> _TEXT EXTRACT_
-- Start --

Am 30.10.2013 14:23, schrieb Marek Olšák:
From: Marek Olšák <marek.ol...@amd.com>

This also fixes scalar compare instructions which were always eliminated,
because they didn't have a destination of SCC.

Uff, that looks like quite a bit of overhead, isn't there a simpler approach? Like setting the the NumRecord to one and letting unused constants pointing to a dummy buffer or soemthing like this?

Christian.


Signed-off-by: Marek Olšák <marek.ol...@amd.com>
---
  lib/Target/R600/SIISelLowering.cpp | 30 ++++++++++++++++++++++++++----
  lib/Target/R600/SIInsertWaits.cpp  |  6 ++++++
  lib/Target/R600/SIInstrInfo.td     |  5 +++++
  lib/Target/R600/SIInstructions.td  | 26 +++++++++++++++-----------
  4 files changed, 52 insertions(+), 15 deletions(-)

diff --git a/lib/Target/R600/SIISelLowering.cpp 
b/lib/Target/R600/SIISelLowering.cpp
index 371572e..e9f4035 100644
--- a/lib/Target/R600/SIISelLowering.cpp
+++ b/lib/Target/R600/SIISelLowering.cpp
@@ -14,6 +14,7 @@
#include "SIISelLowering.h"
  #include "AMDGPU.h"
+#include "AMDGPUSubtarget.h"
  #include "AMDILIntrinsicInfo.h"
  #include "SIInstrInfo.h"
  #include "SIMachineFunctionInfo.h"
@@ -302,14 +303,37 @@ MachineBasicBlock * 
SITargetLowering::EmitInstrWithCustomInserter(
      MachineInstr * MI, MachineBasicBlock * BB) const {
MachineBasicBlock::iterator I = *MI;
+  const SIInstrInfo *TII =
+    static_cast<const SIInstrInfo*>(getTargetMachine().getInstrInfo());
+
+  // Sea Islands must conditionally execute SMRD instructions depending
+  // on the value of SQ_BUF_RSRC_WORD2.NUM_RECORDS, because the hardware
+  // doesn't skip the instructions if NUM_RECORDS is 0.

-- End --

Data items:
-- Start --

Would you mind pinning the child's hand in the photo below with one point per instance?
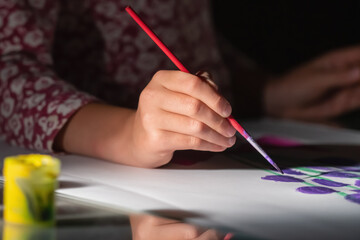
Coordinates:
(176, 111)
(179, 111)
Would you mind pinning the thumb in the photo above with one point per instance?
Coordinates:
(206, 76)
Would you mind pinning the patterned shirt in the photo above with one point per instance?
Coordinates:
(58, 55)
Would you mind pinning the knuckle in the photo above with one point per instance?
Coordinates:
(191, 232)
(219, 102)
(147, 94)
(159, 75)
(147, 119)
(196, 126)
(194, 106)
(194, 142)
(193, 83)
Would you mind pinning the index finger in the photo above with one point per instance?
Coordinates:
(195, 87)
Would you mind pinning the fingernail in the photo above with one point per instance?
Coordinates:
(231, 131)
(355, 73)
(228, 236)
(227, 109)
(232, 140)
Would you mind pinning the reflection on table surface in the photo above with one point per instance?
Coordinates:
(80, 220)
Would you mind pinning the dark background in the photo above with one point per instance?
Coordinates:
(279, 35)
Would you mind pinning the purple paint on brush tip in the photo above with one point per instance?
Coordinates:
(315, 190)
(341, 174)
(329, 183)
(292, 172)
(357, 183)
(279, 178)
(355, 198)
(273, 164)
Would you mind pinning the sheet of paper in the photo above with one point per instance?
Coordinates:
(236, 191)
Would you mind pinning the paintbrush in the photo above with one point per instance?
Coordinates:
(182, 68)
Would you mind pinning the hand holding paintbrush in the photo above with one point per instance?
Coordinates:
(215, 106)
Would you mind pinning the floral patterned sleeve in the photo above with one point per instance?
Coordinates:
(34, 102)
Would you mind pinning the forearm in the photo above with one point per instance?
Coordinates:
(100, 131)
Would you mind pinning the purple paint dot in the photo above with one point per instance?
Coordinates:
(315, 190)
(292, 172)
(336, 161)
(351, 169)
(341, 174)
(355, 198)
(357, 183)
(319, 168)
(278, 178)
(329, 183)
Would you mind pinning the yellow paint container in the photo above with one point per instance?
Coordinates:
(27, 232)
(29, 190)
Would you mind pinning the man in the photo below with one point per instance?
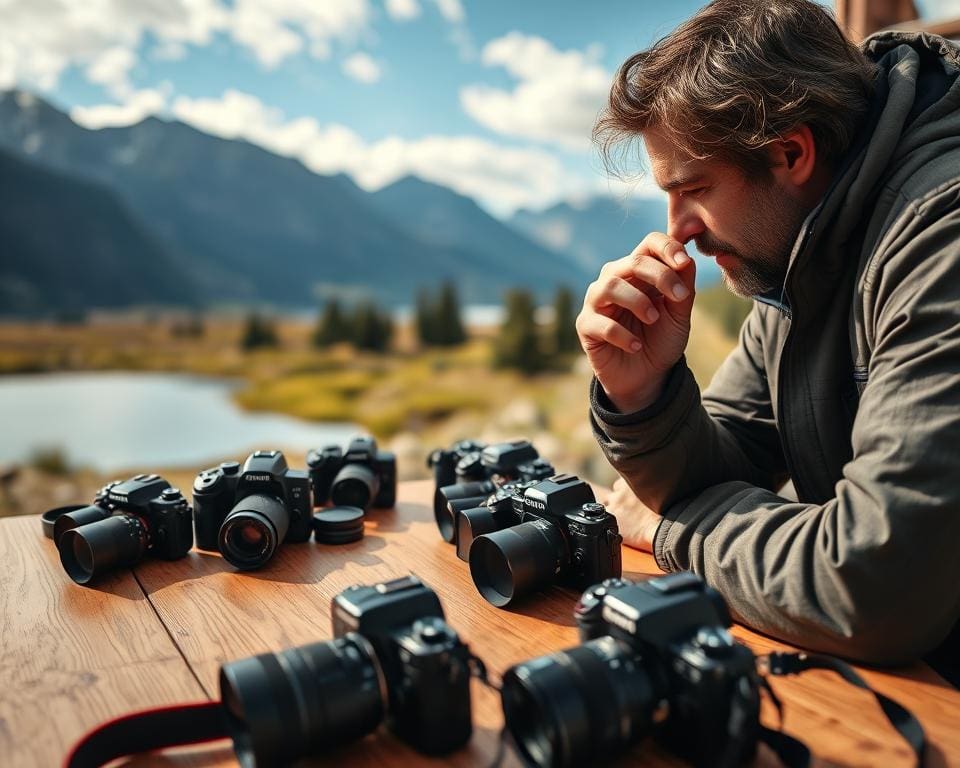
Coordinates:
(825, 180)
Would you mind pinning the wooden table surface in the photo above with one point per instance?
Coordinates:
(74, 656)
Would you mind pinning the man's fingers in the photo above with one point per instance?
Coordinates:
(615, 291)
(598, 329)
(660, 261)
(654, 272)
(666, 248)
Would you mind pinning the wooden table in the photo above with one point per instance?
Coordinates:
(74, 656)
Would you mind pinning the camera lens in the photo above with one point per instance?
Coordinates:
(447, 493)
(470, 524)
(252, 531)
(78, 517)
(89, 551)
(509, 564)
(354, 486)
(285, 706)
(447, 519)
(580, 706)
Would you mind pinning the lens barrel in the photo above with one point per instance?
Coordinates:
(355, 485)
(580, 706)
(88, 551)
(509, 564)
(284, 706)
(447, 493)
(470, 524)
(253, 530)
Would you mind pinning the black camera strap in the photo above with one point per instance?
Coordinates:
(156, 729)
(782, 664)
(149, 730)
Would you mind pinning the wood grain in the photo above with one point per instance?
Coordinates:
(215, 614)
(72, 656)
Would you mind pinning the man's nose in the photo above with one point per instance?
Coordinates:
(683, 223)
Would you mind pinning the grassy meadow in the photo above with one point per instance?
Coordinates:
(411, 399)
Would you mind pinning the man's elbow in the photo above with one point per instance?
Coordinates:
(894, 636)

-- End --

> _SET OF TASKS_
**a.** Please print the R600 patch email starting at "Am 30.10.2013 14:23, schrieb" and ending at "destination of SCC.".
**b.** Answer these questions from the R600 patch email:
(i) How many files does the patch change in total?
(ii) Which header file does the patch add an include line for?
(iii) According to the code comment, what does the hardware fail to do when NUM_RECORDS is 0?
**c.** Pick up the R600 patch email from its last line and continue it.

> _ANSWERS TO THE EXERCISE_
**a.**
Am 30.10.2013 14:23, schrieb Marek Olšák:
From: Marek Olšák <marek.ol...@amd.com>

This also fixes scalar compare instructions which were always eliminated,
because they didn't have a destination of SCC.

**b.**
(i) 4 files
(ii) AMDGPUSubtarget.h
(iii) It doesn't skip the instructions.

**c.**
+  if (TII->isSMRD(MI->getOpcode())) {
+    if (getTargetMachine().getSubtarget<AMDGPUSubtarget>().getGeneration() !=
+        AMDGPUSubtarget::SEA_ISLANDS)
+      return BB;
+
+    MachineRegisterInfo &MRI = BB->getParent()->getRegInfo();
+    unsigned NumRecords = MRI.createVirtualRegister(&AMDGPU::SReg_32RegClass);
+
+    // XXX should we save and restore the SCC register?
+    BuildMI(*BB, I, MI->getDebugLoc(), TII->get(AMDGPU::COPY), NumRecords)
+        .addReg(MI->getOperand(1).getReg(), 0, AMDGPU::sub2);
+    BuildMI(*BB, I, MI->getDebugLoc(), TII->get(AMDGPU::S_CMPK_EQ_U32), 
AMDGPU::SCC)
+        .addReg(NumRecords)
+        .addImm(0);
+    BuildMI(*BB, I, MI->getDebugLoc(), TII->get(AMDGPU::S_CBRANCH_SCC1))
+        .addImm(1)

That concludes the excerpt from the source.